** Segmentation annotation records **
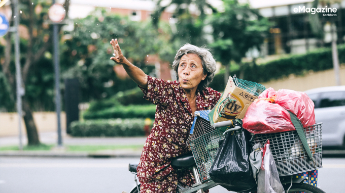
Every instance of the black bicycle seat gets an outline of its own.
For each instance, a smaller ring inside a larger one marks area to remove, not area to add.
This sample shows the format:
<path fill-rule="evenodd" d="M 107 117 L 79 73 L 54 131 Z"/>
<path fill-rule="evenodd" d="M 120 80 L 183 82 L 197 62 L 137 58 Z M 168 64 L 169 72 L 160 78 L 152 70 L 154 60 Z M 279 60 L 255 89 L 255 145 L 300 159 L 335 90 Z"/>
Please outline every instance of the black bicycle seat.
<path fill-rule="evenodd" d="M 189 167 L 195 164 L 191 153 L 179 156 L 171 160 L 171 165 L 176 167 Z"/>
<path fill-rule="evenodd" d="M 139 163 L 131 163 L 128 164 L 128 170 L 131 172 L 136 173 L 136 168 L 139 164 Z"/>

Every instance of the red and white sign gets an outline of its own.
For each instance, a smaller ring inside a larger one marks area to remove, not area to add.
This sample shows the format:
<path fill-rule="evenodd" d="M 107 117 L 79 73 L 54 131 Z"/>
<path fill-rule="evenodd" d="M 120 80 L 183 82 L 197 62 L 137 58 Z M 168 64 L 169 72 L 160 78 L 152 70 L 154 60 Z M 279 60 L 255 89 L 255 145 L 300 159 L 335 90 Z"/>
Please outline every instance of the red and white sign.
<path fill-rule="evenodd" d="M 66 11 L 60 4 L 55 4 L 49 8 L 48 15 L 53 22 L 60 23 L 66 16 Z"/>

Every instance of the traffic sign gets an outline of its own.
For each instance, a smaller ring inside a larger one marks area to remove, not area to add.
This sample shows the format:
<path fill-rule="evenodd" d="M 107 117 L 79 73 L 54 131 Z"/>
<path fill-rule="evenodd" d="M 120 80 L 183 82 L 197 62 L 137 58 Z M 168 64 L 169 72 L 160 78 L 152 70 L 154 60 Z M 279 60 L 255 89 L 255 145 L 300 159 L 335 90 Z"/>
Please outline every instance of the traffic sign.
<path fill-rule="evenodd" d="M 0 37 L 2 37 L 7 33 L 10 28 L 9 21 L 5 15 L 0 13 Z"/>
<path fill-rule="evenodd" d="M 66 16 L 66 10 L 60 4 L 55 4 L 49 8 L 48 15 L 53 22 L 60 23 Z"/>

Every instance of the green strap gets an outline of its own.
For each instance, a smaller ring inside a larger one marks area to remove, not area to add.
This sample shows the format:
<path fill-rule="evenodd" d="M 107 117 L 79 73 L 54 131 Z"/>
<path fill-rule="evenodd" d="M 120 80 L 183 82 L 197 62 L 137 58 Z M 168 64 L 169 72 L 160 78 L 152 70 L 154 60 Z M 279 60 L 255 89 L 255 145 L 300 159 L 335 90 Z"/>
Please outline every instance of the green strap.
<path fill-rule="evenodd" d="M 287 110 L 287 111 L 288 110 Z M 302 141 L 303 147 L 304 147 L 305 151 L 306 152 L 307 154 L 308 154 L 309 158 L 313 159 L 313 154 L 312 154 L 310 150 L 309 149 L 309 146 L 308 146 L 308 142 L 307 142 L 306 138 L 305 138 L 305 134 L 304 134 L 304 130 L 303 130 L 302 123 L 301 123 L 301 121 L 299 120 L 299 119 L 298 119 L 297 117 L 296 117 L 296 115 L 295 115 L 293 113 L 289 111 L 288 111 L 288 112 L 289 113 L 290 113 L 291 122 L 292 122 L 292 124 L 293 124 L 293 126 L 295 127 L 296 131 L 297 132 L 297 134 L 298 135 L 299 138 L 301 139 L 301 141 Z"/>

** Prompt **
Take the part of the lines that opens with the line containing "Every instance of the traffic sign gets" and closes with the line containing "66 16 L 66 10", and substitute "road sign" for every "traffic sign" in it. Give back only that part, changing nothing else.

** Answer in full **
Every instance of the road sign gets an outline of its own.
For each instance, a smaller ring inside a larger one marks area to remove, not area to add.
This sample shows the format:
<path fill-rule="evenodd" d="M 107 117 L 79 73 L 54 131 Z"/>
<path fill-rule="evenodd" d="M 120 80 L 183 82 L 197 62 L 137 58 Z M 168 64 L 169 72 L 160 78 L 152 70 L 154 60 Z M 279 60 L 255 89 L 255 145 L 300 159 L 335 90 Z"/>
Please outline every instance of the road sign.
<path fill-rule="evenodd" d="M 0 37 L 2 37 L 7 33 L 10 28 L 9 21 L 5 15 L 0 13 Z"/>
<path fill-rule="evenodd" d="M 66 16 L 66 10 L 60 4 L 55 4 L 49 8 L 48 15 L 53 22 L 60 23 Z"/>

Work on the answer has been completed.